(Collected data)
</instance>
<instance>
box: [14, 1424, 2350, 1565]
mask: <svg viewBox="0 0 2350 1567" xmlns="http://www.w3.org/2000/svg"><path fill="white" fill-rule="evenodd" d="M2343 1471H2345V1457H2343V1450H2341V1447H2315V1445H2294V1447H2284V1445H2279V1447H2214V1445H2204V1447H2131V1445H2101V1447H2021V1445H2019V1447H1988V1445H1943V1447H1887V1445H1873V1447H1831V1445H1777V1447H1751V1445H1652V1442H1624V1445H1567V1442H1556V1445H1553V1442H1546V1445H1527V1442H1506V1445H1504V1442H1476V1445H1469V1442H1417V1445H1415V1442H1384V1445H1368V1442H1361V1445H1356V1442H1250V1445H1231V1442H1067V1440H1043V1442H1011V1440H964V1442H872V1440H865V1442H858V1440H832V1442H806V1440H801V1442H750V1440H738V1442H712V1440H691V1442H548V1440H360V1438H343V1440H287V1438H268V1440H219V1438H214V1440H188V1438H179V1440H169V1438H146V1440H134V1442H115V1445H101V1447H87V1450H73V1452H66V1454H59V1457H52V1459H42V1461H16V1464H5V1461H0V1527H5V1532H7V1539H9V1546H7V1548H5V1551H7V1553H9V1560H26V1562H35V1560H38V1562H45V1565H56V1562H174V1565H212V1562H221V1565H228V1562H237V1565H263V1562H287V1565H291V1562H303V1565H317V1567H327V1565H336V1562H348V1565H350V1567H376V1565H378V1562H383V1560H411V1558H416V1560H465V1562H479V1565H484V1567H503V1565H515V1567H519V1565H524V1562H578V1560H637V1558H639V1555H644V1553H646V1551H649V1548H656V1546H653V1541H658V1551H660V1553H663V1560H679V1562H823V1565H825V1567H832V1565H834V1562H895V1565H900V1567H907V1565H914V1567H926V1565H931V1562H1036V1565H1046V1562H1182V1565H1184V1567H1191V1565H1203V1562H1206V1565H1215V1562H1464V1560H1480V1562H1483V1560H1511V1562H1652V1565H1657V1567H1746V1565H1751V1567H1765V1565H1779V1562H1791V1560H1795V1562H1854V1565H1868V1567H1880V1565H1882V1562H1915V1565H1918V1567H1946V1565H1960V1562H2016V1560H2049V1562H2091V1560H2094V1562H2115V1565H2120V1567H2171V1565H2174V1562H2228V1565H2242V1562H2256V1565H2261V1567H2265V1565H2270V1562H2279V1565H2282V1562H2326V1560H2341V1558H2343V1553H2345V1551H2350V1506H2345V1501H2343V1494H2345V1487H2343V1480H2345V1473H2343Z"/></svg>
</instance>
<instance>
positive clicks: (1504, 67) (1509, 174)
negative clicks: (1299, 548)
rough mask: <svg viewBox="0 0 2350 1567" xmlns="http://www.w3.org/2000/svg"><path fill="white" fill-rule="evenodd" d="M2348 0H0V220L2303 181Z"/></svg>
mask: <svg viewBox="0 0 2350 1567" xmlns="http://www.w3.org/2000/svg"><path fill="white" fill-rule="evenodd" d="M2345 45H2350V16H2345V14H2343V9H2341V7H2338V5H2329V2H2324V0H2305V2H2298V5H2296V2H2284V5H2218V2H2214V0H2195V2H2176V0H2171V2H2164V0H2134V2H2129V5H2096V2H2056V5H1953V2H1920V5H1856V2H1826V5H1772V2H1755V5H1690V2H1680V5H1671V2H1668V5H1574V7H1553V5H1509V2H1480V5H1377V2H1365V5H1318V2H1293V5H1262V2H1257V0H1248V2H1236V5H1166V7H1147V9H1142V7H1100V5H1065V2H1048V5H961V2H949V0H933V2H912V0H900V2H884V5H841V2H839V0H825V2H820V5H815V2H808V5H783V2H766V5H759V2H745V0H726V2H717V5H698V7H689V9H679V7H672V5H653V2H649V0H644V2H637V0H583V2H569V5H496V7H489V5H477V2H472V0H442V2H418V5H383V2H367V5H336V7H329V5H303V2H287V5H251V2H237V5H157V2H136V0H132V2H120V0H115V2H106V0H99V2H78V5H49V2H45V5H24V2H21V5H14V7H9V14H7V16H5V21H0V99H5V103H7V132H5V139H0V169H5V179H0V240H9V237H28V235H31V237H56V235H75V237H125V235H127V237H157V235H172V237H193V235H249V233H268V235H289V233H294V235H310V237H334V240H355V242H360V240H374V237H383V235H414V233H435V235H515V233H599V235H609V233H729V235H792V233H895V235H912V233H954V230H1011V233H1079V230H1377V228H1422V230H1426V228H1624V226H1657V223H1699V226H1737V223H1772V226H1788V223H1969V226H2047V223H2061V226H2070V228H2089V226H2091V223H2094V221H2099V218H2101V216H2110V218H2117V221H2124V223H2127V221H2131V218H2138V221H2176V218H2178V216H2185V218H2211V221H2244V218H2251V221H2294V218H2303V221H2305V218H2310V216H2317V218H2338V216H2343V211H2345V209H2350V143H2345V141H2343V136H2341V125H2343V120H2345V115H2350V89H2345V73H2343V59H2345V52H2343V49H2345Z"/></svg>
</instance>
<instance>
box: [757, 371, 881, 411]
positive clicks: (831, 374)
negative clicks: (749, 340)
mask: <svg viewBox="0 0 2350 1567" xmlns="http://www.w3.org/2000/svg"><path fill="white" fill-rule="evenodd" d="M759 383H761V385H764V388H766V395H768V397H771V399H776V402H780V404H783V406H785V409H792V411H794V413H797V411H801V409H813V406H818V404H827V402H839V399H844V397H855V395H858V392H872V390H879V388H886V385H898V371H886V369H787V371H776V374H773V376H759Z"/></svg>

Your instructions >>
With the first line being the one containing "negative clicks: (1299, 548)" and the last line the one containing "positive clicks: (831, 374)", transcribe exactly the lines above that fall in that range.

Response >>
negative clicks: (1299, 548)
rough mask: <svg viewBox="0 0 2350 1567" xmlns="http://www.w3.org/2000/svg"><path fill="white" fill-rule="evenodd" d="M2348 0H0V220L2303 181Z"/></svg>
mask: <svg viewBox="0 0 2350 1567" xmlns="http://www.w3.org/2000/svg"><path fill="white" fill-rule="evenodd" d="M2345 45H2350V16H2345V14H2343V9H2341V7H2338V5H2329V2H2324V0H2305V2H2298V5H2296V2H2284V5H2218V2H2214V0H2195V2H2176V0H2171V2H2164V0H2134V2H2129V5H2096V2H2056V5H1953V2H1920V5H1856V2H1826V5H1772V2H1755V5H1690V2H1680V5H1671V2H1668V5H1574V7H1553V5H1509V2H1480V5H1377V2H1365V5H1318V2H1293V5H1262V2H1257V0H1248V2H1236V5H1166V7H1147V9H1142V7H1100V5H1065V2H1048V5H961V2H949V0H933V2H912V0H900V2H884V5H841V2H839V0H825V2H820V5H815V2H808V5H783V2H766V5H759V2H745V0H726V2H717V5H698V7H689V9H679V7H672V5H653V2H649V0H644V2H637V0H583V2H569V5H496V7H489V5H477V2H472V0H442V2H418V5H383V2H367V5H336V7H329V5H303V2H287V5H251V2H237V5H157V2H136V0H132V2H120V0H115V2H106V0H99V2H78V5H49V2H45V5H24V2H21V5H14V7H9V14H7V16H5V21H0V99H5V103H7V132H5V139H0V169H5V179H0V240H9V237H28V235H31V237H56V235H75V237H125V235H127V237H157V235H172V237H193V235H249V233H268V235H289V233H294V235H310V237H334V240H355V242H360V240H374V237H383V235H414V233H435V235H515V233H599V235H609V233H729V235H792V233H895V235H912V233H954V230H1011V233H1079V230H1377V228H1422V230H1426V228H1624V226H1657V223H1699V226H1737V223H1772V226H1788V223H1969V226H2047V223H2061V226H2070V228H2089V226H2091V223H2094V221H2099V218H2101V216H2110V218H2117V221H2124V223H2127V221H2131V218H2138V221H2176V218H2178V216H2185V218H2211V221H2244V218H2251V221H2294V218H2303V221H2305V218H2310V216H2317V218H2338V216H2343V211H2345V209H2350V143H2345V141H2343V136H2341V125H2343V120H2345V115H2350V89H2345V73H2343V59H2345V52H2343V49H2345Z"/></svg>
</instance>
<instance>
box: [757, 371, 881, 411]
positive clicks: (831, 374)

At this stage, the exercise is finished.